**EXERCÍCIOS PROPOSTOS**
A. Responda, com base no artigo sobre o Ministério da Fazenda no governo Itamar Franco:
(i) Que cargo Fernando Henrique Cardoso ocupava em 1993?
(ii) Quantas trocas no comando da Fazenda Itamar Franco havia feito até maio de 1993, e em quanto tempo?
(iii) Quem substituiu Gustavo Krause interinamente?
B. Transcreva, sem alterações, o trecho do artigo sobre o Ministério da Fazenda de "Uma alternativa real" a "Palácio do Itamaraty.".
C. Traduza para o inglês a seguinte frase do artigo sobre o Ministério da Fazenda: "Ex-ministro dos Transportes no governo Figueiredo, Eliseu Resende também teria vida efêmera à frente do ministério, caindo em decorrência de suspeitas de favorecimento à empreiteira Odebrecht."

===== ARTIGO =====

Uma alternativa real

Fernando Henrique é nomeado ministro da Fazenda, se destaca na condução de um plano de estabilização econômica e se viabiliza como forte candidato à Presidência


O ex-senador Fernando Henrique Cardoso entrara em 1993 perfeitamente à vontade no cargo que então ocupava, o de ministro das Relações Exteriores, durante o governo Itamar Franco. Ministério e ministro se completavam. O primeiro dera ao segundo a plataforma sempre imaginada de visibilidade e de discussão dos grandes temas internacionais e do papel do Brasil no mundo. O segundo dera ao primeiro estatura política e alto nível no trato dos assuntos regionais e globais. A estabilidade reinava no Palácio do Itamaraty.

O mesmo não ocorria no Ministério da Fazenda. Até maio de 1993, o presidente Itamar Franco havia realizado três trocas no comando do ministério em apenas sete meses.

Tão logo assumiu, em outubro de 1992, com o afastamento de Collor, Itamar surpreendeu a todos indicando para o ministério o deputado pernambucano Gustavo Krause (PFL). Ele iria substituir Marcílio Marques Moreira e teria ao seu lado, no Ministério do Planejamento, o economista Paulo Haddad. 

Krause não duraria dois meses no cargo. Divergências com o presidente, que se inclinava pelo congelamento das tarifas públicas e pelo adiamento das privatizações, fizeram com que Krause pedisse demissão, sendo substituído interinamente pelo colega Paulo Haddad, que naquele período acumulou as duas pastas. Logo, Itamar nomearia Eliseu Resende. Ex-ministro dos Transportes no governo Figueiredo, Eliseu Resende também teria vida efêmera à frente do ministério, caindo em decorrência de suspeitas de favorecimento à empreiteira Odebrecht.

===== DADOS EXTRAÍDOS =====

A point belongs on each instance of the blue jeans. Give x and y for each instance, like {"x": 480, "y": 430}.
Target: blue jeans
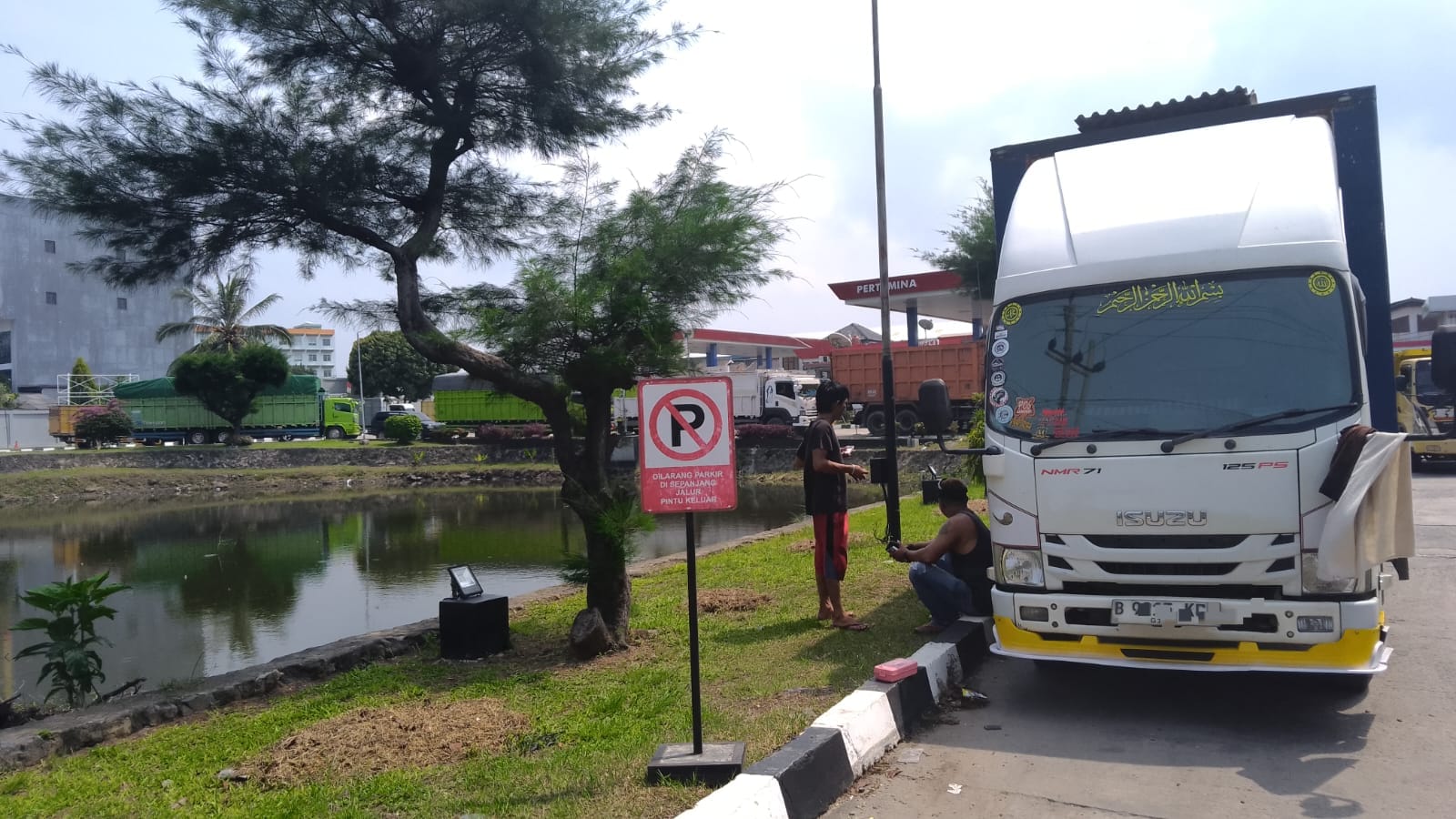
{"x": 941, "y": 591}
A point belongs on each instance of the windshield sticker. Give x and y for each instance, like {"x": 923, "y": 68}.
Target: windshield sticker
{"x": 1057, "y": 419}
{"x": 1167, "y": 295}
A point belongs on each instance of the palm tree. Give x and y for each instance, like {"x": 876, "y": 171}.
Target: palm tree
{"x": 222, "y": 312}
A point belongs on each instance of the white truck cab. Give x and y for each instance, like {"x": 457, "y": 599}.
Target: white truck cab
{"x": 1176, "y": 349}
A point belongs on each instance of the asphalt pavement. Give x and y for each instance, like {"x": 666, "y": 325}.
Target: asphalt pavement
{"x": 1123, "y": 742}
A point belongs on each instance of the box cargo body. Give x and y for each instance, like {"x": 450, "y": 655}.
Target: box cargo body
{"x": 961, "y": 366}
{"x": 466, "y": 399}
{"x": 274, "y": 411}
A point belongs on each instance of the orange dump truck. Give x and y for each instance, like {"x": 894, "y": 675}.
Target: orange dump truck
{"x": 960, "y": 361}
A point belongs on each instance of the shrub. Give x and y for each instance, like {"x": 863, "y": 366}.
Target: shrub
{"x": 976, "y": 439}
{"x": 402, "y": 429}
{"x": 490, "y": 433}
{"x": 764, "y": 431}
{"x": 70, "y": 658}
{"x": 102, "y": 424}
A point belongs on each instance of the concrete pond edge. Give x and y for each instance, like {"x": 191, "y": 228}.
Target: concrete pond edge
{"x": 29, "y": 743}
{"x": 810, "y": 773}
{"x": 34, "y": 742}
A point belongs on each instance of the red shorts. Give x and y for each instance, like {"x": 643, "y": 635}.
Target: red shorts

=====

**RESPOSTAS DOS EXERCÍCIOS**
A.
(i) Ministro das Relações Exteriores.
(ii) Três trocas, em apenas sete meses.
(iii) Paulo Haddad, que acumulou as pastas da Fazenda e do Planejamento.

B.
Uma alternativa real

Fernando Henrique é nomeado ministro da Fazenda, se destaca na condução de um plano de estabilização econômica e se viabiliza como forte candidato à Presidência


O ex-senador Fernando Henrique Cardoso entrara em 1993 perfeitamente à vontade no cargo que então ocupava, o de ministro das Relações Exteriores, durante o governo Itamar Franco. Ministério e ministro se completavam. O primeiro dera ao segundo a plataforma sempre imaginada de visibilidade e de discussão dos grandes temas internacionais e do papel do Brasil no mundo. O segundo dera ao primeiro estatura política e alto nível no trato dos assuntos regionais e globais. A estabilidade reinava no Palácio do Itamaraty.

C. A former Minister of Transportation in the Figueiredo administration, Eliseu Resende would also have a short-lived tenure at the head of the ministry, falling as a result of suspicions that he had favored the construction company Odebrecht.